GOAL OF THE EXERCISE — Collect every line of the listing below that contains the string "rough", copying each line in full. A line counts only if its capitalization matches.

Content starts

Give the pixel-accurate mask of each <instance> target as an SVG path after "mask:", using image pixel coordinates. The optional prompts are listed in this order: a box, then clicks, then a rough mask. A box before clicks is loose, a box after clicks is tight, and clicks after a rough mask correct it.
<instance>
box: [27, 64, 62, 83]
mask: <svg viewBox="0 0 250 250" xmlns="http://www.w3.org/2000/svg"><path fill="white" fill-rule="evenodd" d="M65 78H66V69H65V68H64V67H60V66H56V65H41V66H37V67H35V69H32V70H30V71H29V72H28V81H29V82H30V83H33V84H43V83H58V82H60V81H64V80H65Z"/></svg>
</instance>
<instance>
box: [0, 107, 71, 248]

Content ends
Content starts

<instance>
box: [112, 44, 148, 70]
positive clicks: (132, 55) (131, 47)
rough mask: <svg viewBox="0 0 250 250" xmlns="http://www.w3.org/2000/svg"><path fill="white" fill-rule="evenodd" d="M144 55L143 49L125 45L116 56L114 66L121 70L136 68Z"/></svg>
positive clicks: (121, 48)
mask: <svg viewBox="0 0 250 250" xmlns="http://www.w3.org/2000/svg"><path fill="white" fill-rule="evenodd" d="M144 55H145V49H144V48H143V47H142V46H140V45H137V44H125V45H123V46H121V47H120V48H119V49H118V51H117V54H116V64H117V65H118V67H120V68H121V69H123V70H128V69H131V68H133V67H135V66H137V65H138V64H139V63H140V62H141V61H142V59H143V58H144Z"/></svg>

Content ends

SOLUTION BELOW —
Give the pixel-accurate mask of each <instance> target as an SVG path after "mask:", using image pixel coordinates. The optional prompts are listed in this order: a box, then clicks, then a rough mask. A box before clicks is loose, a box after clicks is tight, and clicks after a rough mask correct it.
rough mask: <svg viewBox="0 0 250 250" xmlns="http://www.w3.org/2000/svg"><path fill="white" fill-rule="evenodd" d="M144 55L143 49L125 45L116 56L114 66L121 70L136 68Z"/></svg>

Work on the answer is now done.